### PROBLEM STATEMENT:
Echo every item below verbatim, leaving out the pictures.

===== AVAILABLE DATA =====

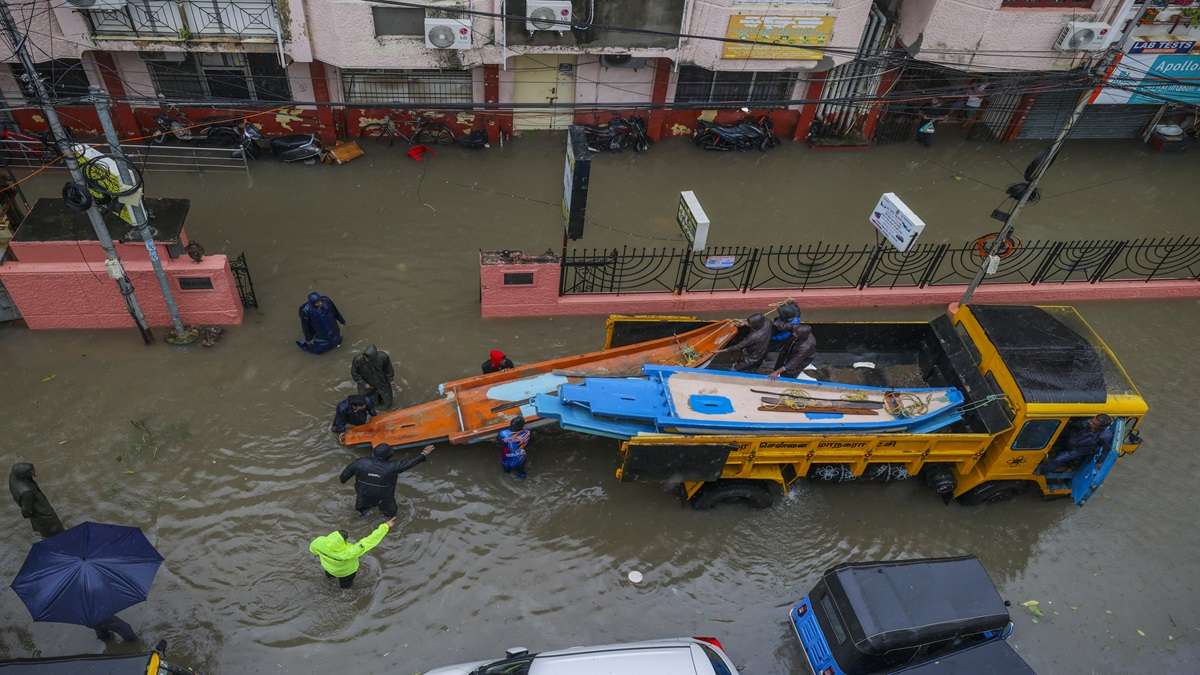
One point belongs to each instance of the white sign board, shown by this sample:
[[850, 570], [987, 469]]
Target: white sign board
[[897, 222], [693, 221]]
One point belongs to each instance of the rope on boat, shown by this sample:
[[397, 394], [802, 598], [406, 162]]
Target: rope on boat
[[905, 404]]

=====

### RESULT FOR THIS EXERCISE:
One point belongs to each instance of the white sign board, shown by this sample:
[[850, 570], [987, 469]]
Target: white sign board
[[897, 222], [693, 221]]
One point belongs to each instance of the rope on boat, shown by this sample:
[[397, 394], [802, 598], [406, 162]]
Target: rope on boat
[[905, 404]]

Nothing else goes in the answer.